State how many of the lines below contain the word "green". Reply with the number alone.
-------- Data supplied --------
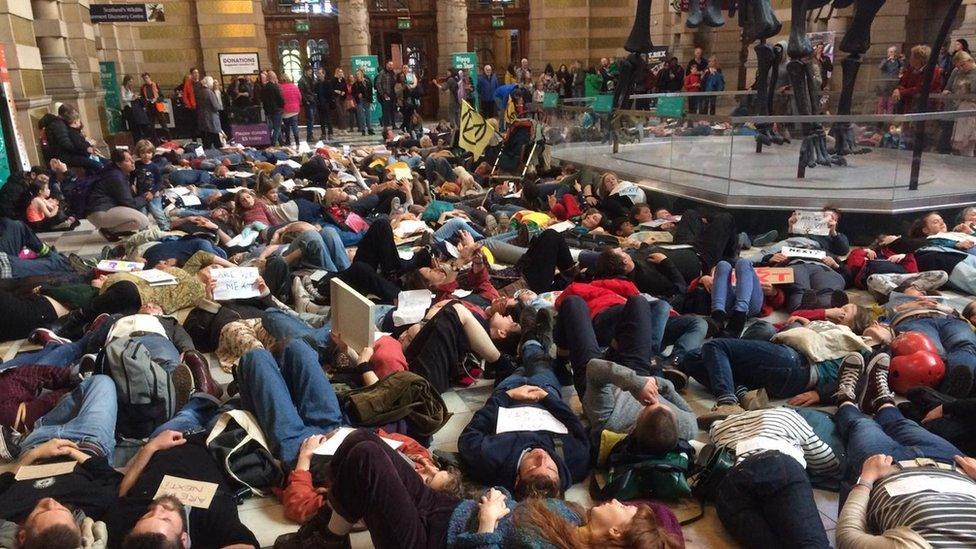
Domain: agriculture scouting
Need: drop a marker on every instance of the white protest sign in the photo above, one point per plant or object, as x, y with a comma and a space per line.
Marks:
808, 222
192, 493
30, 472
329, 447
528, 418
411, 307
803, 253
235, 283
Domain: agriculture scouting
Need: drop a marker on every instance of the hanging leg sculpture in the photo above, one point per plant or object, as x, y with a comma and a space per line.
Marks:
856, 42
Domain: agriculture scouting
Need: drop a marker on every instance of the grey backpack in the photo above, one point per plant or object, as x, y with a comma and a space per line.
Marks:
147, 398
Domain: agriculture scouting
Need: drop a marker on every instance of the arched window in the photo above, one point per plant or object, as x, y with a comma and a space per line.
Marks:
290, 55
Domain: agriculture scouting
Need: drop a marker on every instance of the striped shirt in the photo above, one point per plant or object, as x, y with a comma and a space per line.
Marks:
942, 519
781, 424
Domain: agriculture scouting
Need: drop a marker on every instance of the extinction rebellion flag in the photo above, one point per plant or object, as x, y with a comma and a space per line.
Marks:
476, 134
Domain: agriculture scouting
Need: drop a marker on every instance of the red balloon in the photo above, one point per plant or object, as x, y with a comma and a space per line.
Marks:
913, 370
910, 342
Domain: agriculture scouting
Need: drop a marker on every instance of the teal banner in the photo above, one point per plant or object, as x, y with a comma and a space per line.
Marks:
113, 101
370, 64
469, 62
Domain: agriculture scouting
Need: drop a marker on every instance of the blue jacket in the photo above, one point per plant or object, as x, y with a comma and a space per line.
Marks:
487, 86
714, 82
493, 458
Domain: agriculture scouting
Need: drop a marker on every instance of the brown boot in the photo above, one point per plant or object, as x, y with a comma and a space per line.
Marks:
200, 368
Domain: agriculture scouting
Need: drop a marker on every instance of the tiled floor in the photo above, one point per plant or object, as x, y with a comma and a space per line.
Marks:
265, 516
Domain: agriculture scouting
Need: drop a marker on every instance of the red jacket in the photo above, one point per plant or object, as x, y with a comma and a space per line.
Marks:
600, 295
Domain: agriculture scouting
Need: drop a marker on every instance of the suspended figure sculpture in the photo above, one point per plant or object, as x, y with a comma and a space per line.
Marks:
759, 23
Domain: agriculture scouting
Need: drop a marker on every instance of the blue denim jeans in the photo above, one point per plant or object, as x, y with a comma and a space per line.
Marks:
155, 208
86, 416
364, 114
725, 363
450, 228
745, 297
201, 411
274, 128
767, 501
889, 433
289, 128
291, 403
953, 337
284, 327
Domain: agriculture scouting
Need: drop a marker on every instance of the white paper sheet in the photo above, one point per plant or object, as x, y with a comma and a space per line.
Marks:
329, 447
411, 307
528, 418
235, 283
811, 222
805, 253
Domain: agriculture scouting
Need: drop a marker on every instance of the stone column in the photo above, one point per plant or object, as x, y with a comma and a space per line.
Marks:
353, 30
452, 31
25, 69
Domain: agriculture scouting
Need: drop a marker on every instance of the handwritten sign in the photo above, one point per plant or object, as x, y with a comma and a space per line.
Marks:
808, 222
30, 472
192, 493
803, 253
772, 275
329, 447
235, 283
528, 418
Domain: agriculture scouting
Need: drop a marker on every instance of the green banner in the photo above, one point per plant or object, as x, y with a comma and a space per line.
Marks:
469, 62
550, 100
371, 68
113, 103
670, 107
603, 103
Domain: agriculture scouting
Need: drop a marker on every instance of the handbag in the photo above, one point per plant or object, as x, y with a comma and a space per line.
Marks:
635, 475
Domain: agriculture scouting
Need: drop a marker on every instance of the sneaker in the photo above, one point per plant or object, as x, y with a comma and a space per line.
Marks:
757, 399
9, 443
765, 239
848, 377
958, 383
182, 379
718, 413
876, 390
43, 336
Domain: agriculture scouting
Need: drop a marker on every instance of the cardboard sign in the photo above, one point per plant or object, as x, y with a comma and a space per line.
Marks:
352, 316
803, 253
235, 283
528, 418
772, 275
811, 223
192, 493
30, 472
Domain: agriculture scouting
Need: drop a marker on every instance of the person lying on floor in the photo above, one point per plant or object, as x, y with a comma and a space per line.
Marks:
538, 463
936, 507
140, 519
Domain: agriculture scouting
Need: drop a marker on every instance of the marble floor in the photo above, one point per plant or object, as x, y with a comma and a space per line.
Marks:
265, 516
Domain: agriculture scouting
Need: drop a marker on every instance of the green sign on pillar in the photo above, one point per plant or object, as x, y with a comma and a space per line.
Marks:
469, 62
113, 103
370, 64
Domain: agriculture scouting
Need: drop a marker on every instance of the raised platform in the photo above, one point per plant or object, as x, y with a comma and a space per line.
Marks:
726, 171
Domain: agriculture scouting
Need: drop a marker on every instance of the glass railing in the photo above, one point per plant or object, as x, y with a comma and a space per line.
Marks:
708, 147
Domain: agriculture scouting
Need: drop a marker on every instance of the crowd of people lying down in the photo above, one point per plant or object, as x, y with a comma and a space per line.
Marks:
589, 307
--------
Problem solution - 2